| TASK LIST |
(A) Using the judgment excerpt, decide whether each statement agrees with it: (i) the Commissioners found the Court had no jurisdiction to hear an appeal under s 97(1); (ii) the Panel's secretariat accepted the DA as a Crown DA; (iii) ground 1 should be considered before ground 2. Answer yes or no for each, quoting the deciding words of the excerpt.
(B) According to the judgment excerpt, who agreed before the Commissioners that the DA was a Crown DA?

| EXCERPT TO READ |
......
After discussion at the hearing it was decided that the Court need not determine a third ground of appeal and I do not need to set this out.
The two remaining grounds of appeal are potentially conflicting given the unusual circumstances before the Court. Before the Commissioners DHA and the Council agreed that the DA in question was a Crown DA. The Commissioners found the Court did not have jurisdiction to hear an appeal under s 97(1) of the EPA Act by virtue of the operation of s 89. Following the Class 1 appeal DHA sent the DA to the Panel for determination as a Crown DA. The DA was sent back by the Panel's secretariat because the secretariat obtained legal advice that the Panel did not have jurisdiction because the DA is not a Crown DA.
While events since the Commissioners' determination have resulted in DHA now wishing to submit that its DA is not a Crown DA in ground two, ground one asks the Court to assume that it is a Crown DA and that the Commissioners erred in resolving there was no appeal available under s 97(1). DHA maintains outside the construct of this litigation that it is not pursuing a Crown DA, in agreement with the advice of the Crown solicitor to the Regional Panels Secretariat. It is not desirable that the Court determine a hypothetical case, and depending on which ground of appeal is determined first there may be no need to entertain the other ground. It seems to me that ground 2 should be considered first as that is the important issue that arises from the present understanding by DHA of its position that the DA is not a Crown DA. Ground 1 requires an acceptance that the DA is a Crown DA, a hypothetical case given DHA's view.
......
| DATA EXTRACT |
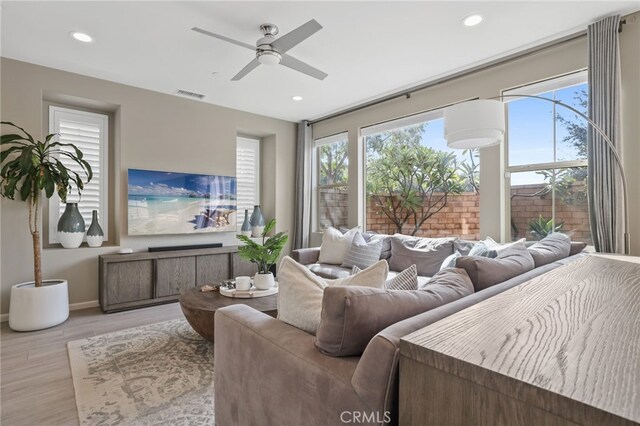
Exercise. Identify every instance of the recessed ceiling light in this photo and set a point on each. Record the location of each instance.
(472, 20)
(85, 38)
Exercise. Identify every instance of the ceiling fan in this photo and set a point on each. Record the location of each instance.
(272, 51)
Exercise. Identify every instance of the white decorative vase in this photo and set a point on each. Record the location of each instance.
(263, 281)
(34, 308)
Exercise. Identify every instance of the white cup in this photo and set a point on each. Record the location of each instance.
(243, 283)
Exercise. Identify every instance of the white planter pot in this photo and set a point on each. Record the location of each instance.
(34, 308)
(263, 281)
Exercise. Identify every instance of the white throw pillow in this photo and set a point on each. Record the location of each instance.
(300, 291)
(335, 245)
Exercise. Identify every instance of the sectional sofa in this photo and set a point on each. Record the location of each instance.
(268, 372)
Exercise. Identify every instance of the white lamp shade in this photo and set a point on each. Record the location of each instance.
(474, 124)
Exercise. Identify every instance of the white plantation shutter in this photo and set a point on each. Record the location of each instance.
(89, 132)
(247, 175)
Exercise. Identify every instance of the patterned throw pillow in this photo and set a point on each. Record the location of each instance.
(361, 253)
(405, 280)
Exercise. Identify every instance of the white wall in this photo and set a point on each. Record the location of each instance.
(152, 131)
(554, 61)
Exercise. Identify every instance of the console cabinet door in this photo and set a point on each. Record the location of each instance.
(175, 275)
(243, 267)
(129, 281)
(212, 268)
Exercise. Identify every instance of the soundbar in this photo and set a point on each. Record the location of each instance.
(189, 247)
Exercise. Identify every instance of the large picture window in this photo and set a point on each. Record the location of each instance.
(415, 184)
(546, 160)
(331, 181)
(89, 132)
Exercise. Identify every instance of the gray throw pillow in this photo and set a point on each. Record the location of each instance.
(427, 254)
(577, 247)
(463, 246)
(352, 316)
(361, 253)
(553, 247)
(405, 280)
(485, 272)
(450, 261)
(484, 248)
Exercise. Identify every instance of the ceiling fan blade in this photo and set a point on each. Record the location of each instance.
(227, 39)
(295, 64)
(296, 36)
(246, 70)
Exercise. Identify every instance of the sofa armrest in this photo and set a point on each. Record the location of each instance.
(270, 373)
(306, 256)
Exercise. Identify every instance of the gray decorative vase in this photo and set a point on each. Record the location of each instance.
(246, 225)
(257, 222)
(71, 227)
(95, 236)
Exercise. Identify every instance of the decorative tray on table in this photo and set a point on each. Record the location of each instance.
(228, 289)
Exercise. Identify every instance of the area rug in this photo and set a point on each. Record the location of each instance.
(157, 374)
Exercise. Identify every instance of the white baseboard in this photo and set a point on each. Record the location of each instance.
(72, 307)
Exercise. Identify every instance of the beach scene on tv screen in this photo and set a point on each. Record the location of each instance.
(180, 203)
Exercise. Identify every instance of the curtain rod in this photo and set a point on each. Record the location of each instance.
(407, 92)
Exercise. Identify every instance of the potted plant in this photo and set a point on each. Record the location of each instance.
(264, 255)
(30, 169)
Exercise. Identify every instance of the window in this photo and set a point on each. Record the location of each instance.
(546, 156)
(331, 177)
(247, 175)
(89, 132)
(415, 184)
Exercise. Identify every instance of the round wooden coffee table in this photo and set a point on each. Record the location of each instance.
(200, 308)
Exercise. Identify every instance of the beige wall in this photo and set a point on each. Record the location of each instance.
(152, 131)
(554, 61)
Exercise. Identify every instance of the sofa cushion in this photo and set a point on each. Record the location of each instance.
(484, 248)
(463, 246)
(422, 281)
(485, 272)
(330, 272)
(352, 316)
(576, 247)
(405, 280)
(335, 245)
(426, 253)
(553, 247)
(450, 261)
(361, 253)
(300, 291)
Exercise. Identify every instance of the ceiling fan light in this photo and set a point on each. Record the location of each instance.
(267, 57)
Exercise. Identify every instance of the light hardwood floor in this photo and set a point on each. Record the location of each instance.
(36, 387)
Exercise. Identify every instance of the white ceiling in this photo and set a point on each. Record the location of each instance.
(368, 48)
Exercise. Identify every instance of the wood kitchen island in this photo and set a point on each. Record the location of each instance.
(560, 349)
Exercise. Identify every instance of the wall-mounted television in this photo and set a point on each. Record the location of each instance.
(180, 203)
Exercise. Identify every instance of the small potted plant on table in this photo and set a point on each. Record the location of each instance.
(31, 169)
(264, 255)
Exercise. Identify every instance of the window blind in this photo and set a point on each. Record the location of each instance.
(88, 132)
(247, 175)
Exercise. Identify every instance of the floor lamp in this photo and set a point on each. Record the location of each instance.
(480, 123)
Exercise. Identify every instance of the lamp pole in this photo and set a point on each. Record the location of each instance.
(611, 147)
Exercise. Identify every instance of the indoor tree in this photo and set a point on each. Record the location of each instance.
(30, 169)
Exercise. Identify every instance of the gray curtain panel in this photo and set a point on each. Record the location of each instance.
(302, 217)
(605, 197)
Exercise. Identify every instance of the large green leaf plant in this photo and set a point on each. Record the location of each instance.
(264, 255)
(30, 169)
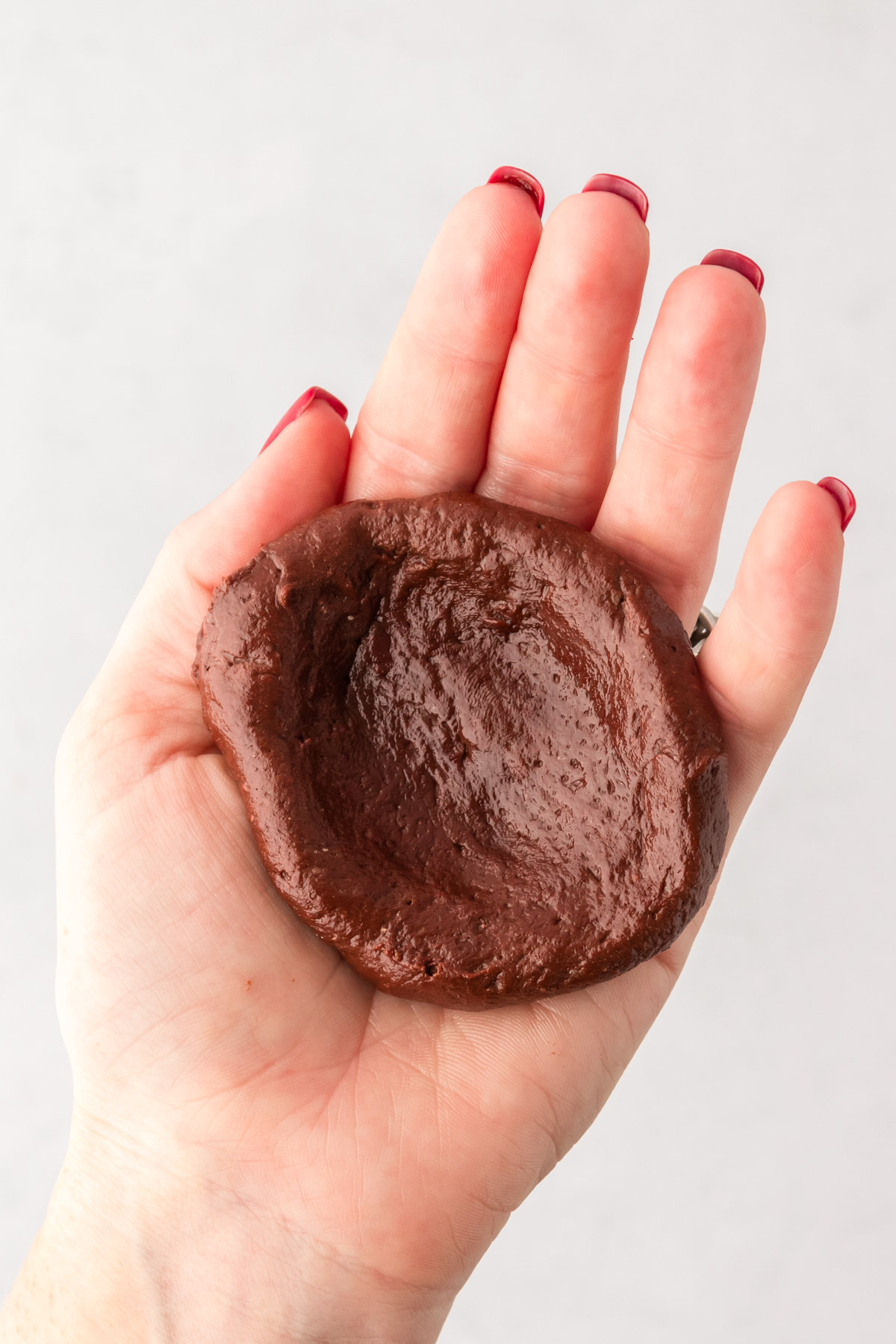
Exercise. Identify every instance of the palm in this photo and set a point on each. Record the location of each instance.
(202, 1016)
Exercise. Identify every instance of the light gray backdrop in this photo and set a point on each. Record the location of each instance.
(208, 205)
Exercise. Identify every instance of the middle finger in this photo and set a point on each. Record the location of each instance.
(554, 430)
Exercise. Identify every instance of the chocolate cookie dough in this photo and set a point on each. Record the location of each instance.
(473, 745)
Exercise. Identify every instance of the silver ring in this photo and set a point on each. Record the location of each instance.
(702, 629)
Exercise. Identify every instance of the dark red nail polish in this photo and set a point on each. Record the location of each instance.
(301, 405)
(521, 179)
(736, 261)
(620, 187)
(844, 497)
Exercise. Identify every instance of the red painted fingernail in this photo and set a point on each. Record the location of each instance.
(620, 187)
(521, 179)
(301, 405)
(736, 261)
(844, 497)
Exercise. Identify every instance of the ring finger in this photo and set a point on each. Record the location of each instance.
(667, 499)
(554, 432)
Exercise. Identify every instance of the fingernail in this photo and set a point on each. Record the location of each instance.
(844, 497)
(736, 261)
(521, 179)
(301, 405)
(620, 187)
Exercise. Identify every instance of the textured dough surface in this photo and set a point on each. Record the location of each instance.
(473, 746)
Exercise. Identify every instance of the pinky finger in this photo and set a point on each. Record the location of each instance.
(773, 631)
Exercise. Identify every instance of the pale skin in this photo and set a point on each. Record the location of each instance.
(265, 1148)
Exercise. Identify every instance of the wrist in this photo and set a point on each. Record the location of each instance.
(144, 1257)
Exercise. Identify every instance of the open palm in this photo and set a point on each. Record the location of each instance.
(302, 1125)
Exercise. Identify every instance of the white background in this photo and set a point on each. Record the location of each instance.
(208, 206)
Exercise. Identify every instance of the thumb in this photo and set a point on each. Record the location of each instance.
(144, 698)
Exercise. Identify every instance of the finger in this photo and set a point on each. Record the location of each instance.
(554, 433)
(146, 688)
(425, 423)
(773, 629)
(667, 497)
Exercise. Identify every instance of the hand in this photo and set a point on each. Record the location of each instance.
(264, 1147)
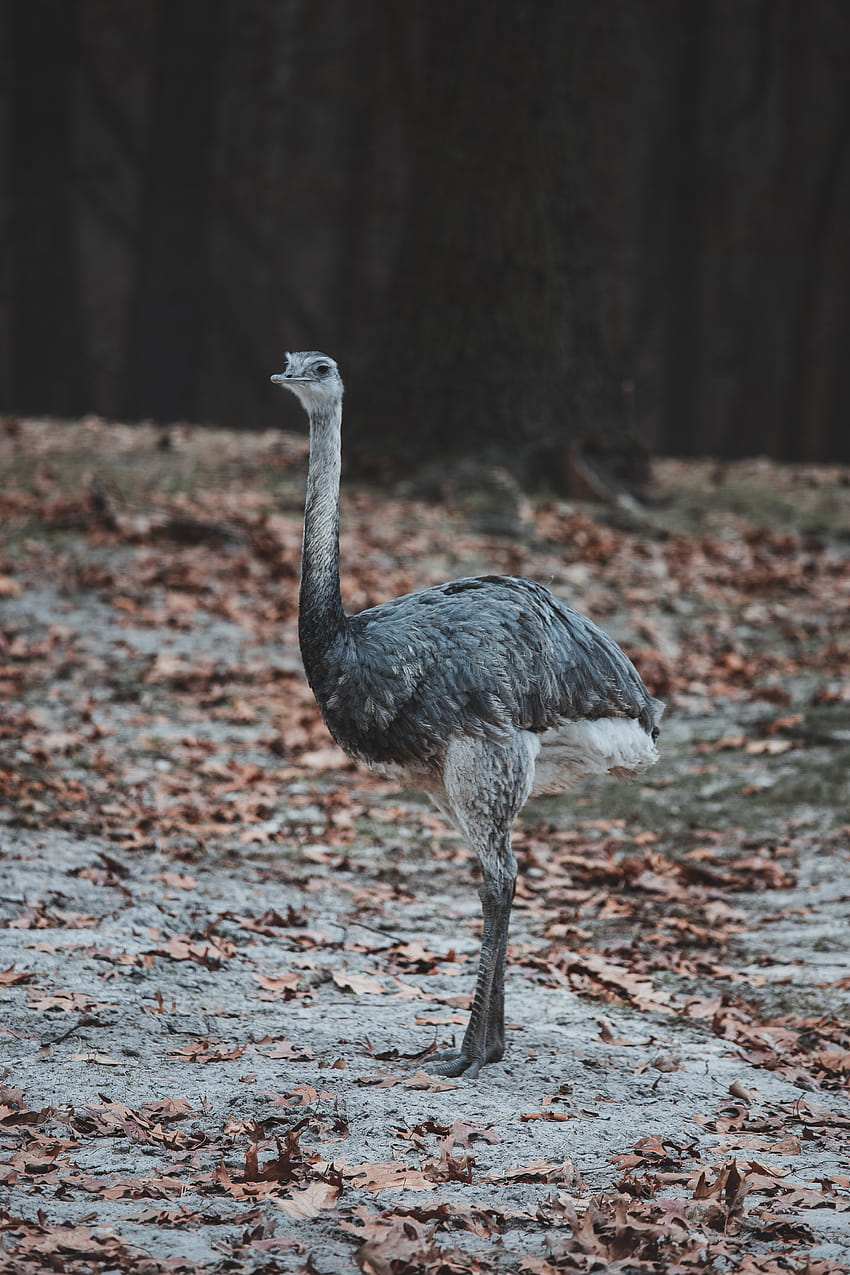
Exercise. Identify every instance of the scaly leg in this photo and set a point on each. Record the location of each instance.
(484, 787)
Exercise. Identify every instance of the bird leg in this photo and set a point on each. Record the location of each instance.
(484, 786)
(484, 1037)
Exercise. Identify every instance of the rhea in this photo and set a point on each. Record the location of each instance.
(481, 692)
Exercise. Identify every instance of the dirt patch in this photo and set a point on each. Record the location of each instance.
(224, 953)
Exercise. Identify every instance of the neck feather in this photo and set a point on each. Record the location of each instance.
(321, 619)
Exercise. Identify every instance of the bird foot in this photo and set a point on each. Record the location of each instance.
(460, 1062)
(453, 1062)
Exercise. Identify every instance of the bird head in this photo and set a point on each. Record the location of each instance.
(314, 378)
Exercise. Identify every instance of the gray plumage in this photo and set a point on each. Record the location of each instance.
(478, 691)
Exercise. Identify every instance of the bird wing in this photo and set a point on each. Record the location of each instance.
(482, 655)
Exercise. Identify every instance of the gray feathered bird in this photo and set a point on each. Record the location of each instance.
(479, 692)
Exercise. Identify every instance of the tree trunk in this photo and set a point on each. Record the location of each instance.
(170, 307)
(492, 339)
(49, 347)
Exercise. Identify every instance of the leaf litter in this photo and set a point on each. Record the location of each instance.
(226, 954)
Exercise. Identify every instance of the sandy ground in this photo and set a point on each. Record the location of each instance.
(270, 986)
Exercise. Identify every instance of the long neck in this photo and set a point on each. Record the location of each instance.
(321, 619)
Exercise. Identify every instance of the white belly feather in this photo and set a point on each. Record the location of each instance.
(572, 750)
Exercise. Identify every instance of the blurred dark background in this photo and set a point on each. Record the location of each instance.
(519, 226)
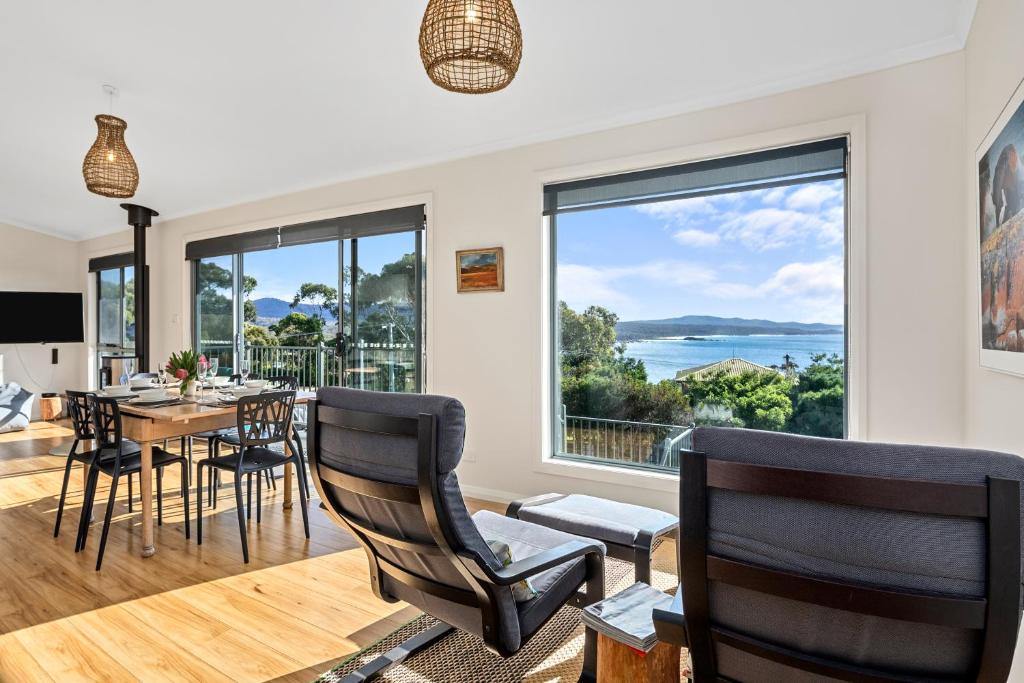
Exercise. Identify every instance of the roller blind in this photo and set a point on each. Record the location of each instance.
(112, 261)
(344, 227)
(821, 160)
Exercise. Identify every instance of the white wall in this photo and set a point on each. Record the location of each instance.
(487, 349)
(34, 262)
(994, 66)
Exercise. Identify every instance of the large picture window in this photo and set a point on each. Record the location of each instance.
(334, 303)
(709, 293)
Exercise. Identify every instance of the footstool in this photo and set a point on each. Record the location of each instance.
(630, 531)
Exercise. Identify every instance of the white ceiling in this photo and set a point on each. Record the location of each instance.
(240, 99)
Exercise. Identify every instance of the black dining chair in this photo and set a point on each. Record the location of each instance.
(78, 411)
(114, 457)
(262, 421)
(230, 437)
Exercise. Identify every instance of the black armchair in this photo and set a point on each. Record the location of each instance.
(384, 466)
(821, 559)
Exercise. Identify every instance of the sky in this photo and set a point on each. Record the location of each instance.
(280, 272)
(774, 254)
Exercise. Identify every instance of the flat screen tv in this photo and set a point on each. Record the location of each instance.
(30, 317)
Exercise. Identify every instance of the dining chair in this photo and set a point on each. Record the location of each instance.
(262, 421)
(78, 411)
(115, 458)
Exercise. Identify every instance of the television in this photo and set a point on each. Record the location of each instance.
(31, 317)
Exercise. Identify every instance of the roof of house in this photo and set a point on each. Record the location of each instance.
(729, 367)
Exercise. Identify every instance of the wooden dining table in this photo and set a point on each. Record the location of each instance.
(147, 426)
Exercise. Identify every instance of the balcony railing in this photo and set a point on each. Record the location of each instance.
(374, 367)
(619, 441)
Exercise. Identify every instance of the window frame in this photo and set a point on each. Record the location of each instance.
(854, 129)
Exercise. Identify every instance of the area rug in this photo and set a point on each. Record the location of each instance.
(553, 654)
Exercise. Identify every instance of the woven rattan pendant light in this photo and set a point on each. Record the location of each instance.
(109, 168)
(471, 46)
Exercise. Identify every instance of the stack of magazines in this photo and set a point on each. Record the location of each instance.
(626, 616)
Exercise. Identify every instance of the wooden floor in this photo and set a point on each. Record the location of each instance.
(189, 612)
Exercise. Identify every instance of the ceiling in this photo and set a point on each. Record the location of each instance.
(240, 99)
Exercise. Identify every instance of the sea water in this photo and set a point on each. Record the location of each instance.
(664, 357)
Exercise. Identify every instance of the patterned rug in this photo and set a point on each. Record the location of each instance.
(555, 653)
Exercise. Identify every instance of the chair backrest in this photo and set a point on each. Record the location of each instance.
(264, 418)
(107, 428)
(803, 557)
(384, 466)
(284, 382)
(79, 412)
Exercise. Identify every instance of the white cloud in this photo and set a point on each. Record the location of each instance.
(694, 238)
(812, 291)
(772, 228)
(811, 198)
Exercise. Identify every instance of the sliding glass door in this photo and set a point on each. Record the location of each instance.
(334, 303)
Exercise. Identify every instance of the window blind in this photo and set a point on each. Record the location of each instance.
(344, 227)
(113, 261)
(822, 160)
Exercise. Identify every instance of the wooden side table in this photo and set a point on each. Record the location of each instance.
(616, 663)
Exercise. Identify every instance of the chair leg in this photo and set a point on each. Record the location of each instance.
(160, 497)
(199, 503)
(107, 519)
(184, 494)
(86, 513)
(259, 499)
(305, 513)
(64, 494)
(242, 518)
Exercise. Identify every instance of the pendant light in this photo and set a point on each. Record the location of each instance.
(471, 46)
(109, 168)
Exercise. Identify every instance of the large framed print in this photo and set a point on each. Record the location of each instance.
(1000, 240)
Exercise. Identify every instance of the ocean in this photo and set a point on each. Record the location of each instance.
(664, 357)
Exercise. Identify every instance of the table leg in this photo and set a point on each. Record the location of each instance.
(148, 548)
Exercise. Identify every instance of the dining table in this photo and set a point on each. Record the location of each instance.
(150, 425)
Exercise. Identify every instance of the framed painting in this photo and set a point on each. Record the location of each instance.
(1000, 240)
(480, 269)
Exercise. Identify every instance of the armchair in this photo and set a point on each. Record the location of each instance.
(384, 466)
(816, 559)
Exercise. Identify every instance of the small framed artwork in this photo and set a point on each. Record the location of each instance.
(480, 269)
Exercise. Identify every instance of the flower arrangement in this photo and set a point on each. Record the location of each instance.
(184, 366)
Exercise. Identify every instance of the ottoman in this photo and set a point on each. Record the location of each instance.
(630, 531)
......
| ANSWERS TO THE EXERCISES |
(A)
(i) Yes: "The Commissioners found the Court did not have jurisdiction to hear an appeal under s 97(1) of the EPA Act by virtue of the operation of s 89."
(ii) No: "The DA was sent back by the Panel's secretariat because the secretariat obtained legal advice that the Panel did not have jurisdiction because the DA is not a Crown DA."
(iii) No: "It seems to me that ground 2 should be considered first"

(B) DHA and the Council.